Record extracts =
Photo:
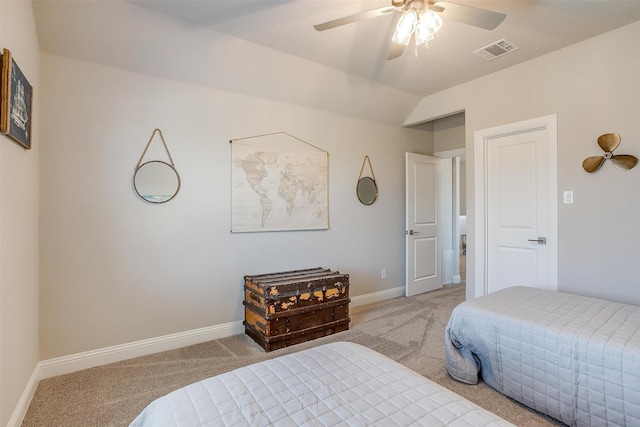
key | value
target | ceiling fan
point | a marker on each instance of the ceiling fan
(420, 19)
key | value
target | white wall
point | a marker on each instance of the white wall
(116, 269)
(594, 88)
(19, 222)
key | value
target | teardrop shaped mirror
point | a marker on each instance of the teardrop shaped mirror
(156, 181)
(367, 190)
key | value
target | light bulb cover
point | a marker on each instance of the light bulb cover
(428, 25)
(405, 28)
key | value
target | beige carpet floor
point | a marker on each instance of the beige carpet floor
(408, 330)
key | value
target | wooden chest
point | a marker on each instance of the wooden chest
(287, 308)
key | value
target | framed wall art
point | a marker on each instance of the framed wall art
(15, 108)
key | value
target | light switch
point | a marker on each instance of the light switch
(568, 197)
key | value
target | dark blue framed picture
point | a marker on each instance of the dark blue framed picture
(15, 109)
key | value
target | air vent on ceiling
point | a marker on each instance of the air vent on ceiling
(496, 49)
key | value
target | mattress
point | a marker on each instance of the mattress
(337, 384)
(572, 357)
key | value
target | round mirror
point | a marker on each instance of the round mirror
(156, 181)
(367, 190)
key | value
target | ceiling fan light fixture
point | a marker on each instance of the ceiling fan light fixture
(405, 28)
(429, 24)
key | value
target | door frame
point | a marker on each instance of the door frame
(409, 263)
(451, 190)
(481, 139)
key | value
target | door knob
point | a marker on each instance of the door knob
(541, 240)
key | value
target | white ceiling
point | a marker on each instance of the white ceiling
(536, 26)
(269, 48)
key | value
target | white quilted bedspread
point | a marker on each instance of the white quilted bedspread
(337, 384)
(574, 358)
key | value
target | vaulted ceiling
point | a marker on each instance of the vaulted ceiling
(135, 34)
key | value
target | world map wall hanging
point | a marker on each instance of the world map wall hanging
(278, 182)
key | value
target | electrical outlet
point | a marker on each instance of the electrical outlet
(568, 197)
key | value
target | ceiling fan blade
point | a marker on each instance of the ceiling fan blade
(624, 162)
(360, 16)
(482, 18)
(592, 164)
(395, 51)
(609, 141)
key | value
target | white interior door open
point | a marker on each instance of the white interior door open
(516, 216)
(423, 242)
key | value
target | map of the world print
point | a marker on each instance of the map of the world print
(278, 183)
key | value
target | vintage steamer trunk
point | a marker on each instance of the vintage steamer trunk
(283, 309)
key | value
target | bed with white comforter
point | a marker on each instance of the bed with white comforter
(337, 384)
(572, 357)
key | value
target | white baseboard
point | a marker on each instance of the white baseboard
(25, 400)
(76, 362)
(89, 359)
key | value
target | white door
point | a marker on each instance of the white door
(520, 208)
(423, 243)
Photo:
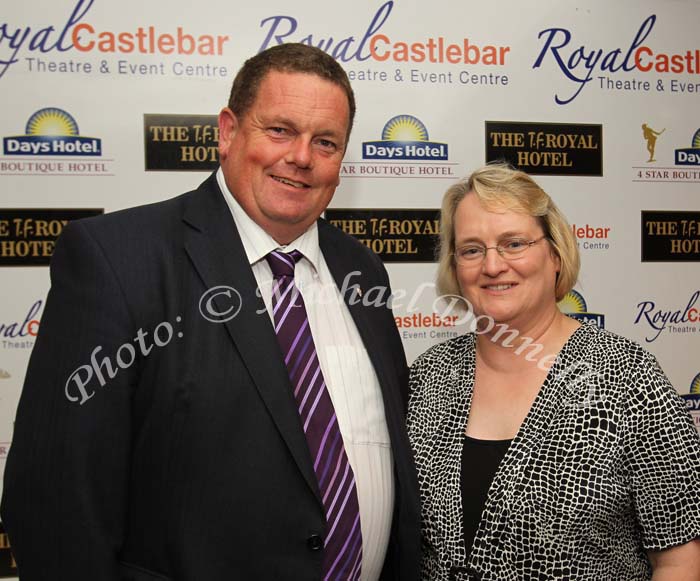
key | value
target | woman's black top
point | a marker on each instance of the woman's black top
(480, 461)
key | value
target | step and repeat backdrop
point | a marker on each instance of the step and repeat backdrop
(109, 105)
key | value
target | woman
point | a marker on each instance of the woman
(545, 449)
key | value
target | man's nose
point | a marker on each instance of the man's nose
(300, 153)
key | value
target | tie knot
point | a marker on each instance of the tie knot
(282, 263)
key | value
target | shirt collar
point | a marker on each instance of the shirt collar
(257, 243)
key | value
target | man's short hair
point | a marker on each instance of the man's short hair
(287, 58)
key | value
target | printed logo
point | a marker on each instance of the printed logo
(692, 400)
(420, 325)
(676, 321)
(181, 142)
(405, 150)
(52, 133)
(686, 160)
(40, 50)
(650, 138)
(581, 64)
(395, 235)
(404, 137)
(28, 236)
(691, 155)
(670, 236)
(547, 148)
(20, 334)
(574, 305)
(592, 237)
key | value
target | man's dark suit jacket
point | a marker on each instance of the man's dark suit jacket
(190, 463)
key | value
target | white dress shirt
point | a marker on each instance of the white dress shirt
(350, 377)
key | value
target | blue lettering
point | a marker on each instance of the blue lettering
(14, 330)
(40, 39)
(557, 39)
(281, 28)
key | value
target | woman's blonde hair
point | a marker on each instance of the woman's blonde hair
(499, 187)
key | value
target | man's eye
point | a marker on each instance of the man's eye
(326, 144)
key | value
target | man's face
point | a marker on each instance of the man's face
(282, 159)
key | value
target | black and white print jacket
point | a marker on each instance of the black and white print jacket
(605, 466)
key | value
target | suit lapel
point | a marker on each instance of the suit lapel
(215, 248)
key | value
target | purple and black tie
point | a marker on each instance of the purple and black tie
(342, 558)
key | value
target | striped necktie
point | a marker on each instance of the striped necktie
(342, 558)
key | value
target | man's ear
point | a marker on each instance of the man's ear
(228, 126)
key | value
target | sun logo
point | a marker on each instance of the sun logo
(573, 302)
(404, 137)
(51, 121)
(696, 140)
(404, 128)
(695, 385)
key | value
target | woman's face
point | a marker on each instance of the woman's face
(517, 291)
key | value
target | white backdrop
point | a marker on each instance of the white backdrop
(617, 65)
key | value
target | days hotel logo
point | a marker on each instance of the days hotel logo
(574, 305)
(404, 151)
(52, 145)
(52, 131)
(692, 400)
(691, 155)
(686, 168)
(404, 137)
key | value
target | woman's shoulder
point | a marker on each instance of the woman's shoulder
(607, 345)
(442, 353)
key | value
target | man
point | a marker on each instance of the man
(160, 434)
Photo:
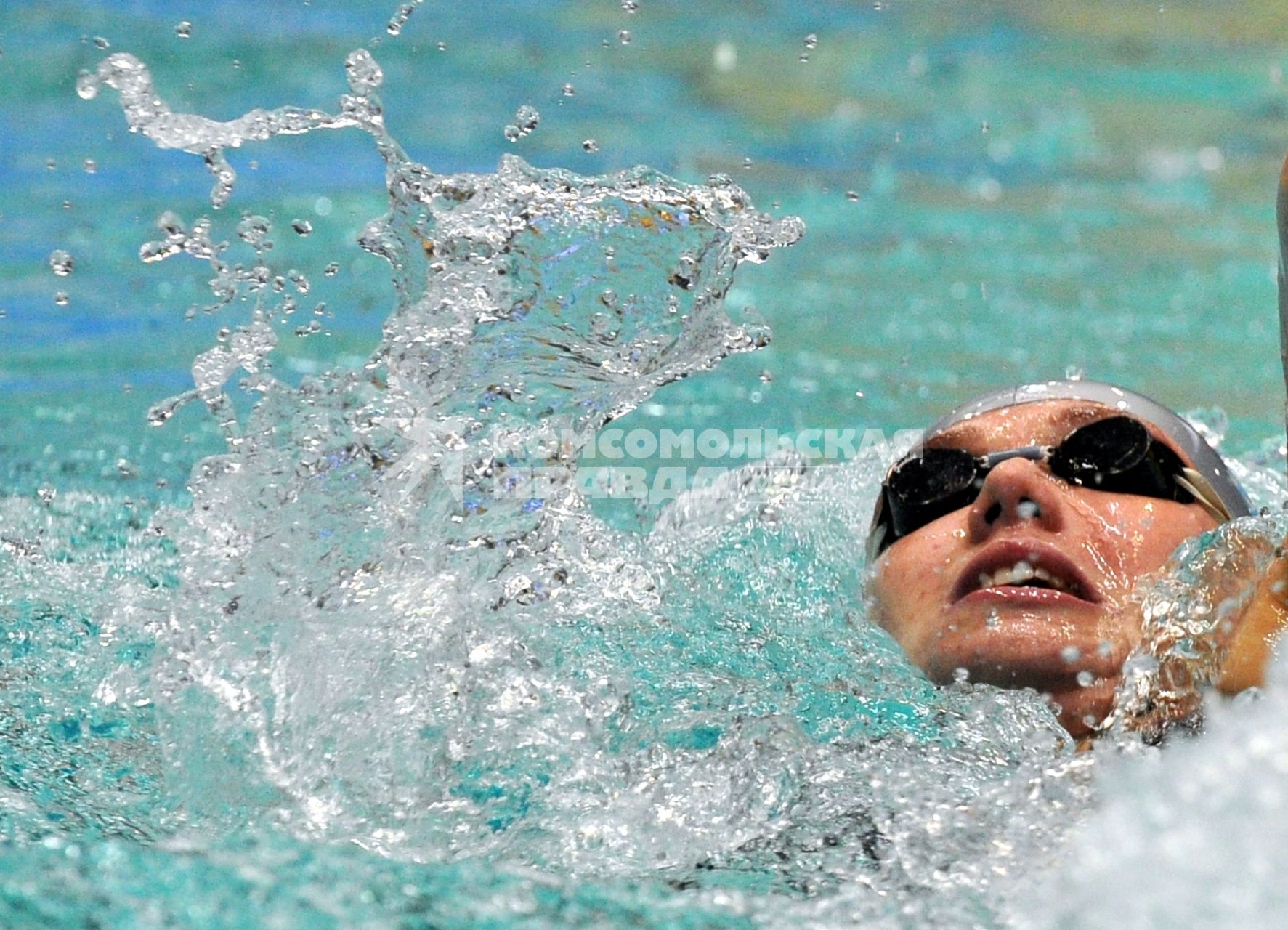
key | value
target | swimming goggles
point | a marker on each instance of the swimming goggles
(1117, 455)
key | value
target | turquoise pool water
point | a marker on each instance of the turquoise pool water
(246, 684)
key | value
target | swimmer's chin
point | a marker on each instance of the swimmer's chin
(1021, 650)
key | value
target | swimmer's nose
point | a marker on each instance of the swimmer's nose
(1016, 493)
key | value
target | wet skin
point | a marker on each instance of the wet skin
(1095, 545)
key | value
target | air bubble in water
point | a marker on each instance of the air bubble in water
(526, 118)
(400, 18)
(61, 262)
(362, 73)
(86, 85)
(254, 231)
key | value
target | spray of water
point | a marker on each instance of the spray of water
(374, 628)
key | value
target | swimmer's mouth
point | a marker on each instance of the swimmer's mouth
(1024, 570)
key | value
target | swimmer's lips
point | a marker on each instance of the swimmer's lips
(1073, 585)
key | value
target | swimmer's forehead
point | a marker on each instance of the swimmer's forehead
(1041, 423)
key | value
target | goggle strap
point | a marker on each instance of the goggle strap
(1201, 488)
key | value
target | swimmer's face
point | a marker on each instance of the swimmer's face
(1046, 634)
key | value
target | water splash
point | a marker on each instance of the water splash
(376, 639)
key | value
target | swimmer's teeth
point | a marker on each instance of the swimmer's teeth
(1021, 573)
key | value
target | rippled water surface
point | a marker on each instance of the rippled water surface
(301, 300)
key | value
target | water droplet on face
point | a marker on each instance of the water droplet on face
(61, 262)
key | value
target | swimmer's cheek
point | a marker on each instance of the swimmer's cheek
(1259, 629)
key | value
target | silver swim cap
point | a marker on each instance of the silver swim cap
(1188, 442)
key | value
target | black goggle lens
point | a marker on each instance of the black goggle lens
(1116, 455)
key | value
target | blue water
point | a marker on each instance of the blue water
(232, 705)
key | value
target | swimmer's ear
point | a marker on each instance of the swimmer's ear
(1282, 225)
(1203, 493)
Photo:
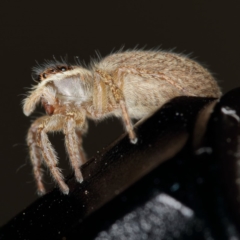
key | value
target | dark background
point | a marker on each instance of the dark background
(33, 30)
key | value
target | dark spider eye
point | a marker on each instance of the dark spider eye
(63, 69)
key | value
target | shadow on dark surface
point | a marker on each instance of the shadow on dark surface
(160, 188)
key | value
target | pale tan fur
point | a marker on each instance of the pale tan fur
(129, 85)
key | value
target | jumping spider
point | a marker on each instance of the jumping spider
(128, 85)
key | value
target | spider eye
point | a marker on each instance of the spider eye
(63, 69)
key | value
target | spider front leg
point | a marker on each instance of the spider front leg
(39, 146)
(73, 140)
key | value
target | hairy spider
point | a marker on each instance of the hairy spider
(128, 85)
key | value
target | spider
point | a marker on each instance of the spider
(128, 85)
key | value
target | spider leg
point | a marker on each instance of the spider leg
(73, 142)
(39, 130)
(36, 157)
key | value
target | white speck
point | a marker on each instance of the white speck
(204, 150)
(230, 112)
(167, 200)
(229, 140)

Aim =
Please pick out and copy each line of the listing above that contains the string "speck".

Output of the exercise =
target | white speck
point | a marker on each instance of the white speck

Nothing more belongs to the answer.